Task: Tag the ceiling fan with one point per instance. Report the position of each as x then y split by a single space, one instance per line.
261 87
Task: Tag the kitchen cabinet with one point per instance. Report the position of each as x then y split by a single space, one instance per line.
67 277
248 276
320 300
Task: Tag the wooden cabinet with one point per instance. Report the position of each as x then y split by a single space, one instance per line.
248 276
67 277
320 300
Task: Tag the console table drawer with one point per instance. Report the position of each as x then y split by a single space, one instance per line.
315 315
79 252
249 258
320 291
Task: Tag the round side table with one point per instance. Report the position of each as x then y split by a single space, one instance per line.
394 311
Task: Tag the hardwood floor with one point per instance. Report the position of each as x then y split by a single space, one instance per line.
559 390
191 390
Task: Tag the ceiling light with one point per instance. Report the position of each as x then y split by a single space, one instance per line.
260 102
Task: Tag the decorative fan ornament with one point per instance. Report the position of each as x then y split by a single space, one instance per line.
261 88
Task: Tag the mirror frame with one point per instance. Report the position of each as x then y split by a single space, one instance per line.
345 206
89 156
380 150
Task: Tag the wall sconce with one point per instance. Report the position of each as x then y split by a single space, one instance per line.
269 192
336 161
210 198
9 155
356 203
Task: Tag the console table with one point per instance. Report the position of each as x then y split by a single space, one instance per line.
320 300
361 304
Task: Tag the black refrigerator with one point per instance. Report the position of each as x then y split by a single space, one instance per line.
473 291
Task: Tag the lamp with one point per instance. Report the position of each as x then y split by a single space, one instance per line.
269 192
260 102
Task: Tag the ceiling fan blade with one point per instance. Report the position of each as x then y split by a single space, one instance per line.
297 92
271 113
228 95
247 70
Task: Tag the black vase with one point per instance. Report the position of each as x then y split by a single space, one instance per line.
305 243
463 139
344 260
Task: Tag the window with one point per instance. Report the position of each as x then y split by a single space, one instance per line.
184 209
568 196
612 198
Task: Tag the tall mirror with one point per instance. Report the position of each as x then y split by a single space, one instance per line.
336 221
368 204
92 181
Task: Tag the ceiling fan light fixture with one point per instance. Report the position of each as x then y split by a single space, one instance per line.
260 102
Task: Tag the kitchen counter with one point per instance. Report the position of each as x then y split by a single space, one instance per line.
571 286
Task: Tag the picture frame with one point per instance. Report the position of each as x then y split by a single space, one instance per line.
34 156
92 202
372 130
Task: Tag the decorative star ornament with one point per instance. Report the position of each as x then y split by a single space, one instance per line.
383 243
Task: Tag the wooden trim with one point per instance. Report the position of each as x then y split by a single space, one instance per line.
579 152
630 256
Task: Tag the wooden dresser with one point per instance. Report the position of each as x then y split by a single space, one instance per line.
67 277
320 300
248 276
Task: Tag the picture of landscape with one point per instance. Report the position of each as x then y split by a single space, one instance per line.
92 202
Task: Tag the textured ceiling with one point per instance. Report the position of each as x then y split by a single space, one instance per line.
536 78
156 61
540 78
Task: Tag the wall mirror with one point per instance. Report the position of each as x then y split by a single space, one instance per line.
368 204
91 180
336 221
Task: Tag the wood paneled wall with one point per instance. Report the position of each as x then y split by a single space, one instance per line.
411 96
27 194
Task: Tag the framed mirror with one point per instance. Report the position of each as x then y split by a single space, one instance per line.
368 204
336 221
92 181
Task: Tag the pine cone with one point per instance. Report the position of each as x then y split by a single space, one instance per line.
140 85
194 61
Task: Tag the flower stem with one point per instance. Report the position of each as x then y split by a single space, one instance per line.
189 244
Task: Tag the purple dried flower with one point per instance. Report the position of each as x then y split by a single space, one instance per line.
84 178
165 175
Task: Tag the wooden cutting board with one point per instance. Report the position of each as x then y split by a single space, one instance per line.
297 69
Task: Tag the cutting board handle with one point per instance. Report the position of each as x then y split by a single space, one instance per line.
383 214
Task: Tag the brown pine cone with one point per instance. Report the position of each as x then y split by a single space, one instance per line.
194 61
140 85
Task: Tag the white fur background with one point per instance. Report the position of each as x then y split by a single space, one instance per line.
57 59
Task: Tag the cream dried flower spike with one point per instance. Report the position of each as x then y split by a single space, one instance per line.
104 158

──────────

Skalieren Sie die Zeilen von der Zeile mit „Task: Tag the white“ bis einschließlich zum Ende der Daten. Geben Sie diese Zeilen vollständig wieder und multiplizieren Sie dabei jede Koordinate in den Antworten mit 1,05, gerundet auf ganze Zahlen, wobei Hälften aufgerundet werden.

Task: Tag the white fur background with one point per instance. Report the position of each as x then y split by a single space, one instance per line.
60 62
Task: Tag the cream dried flower spike with one point per instance. Report the position of each as x then y split by a single space, one instance per line.
109 166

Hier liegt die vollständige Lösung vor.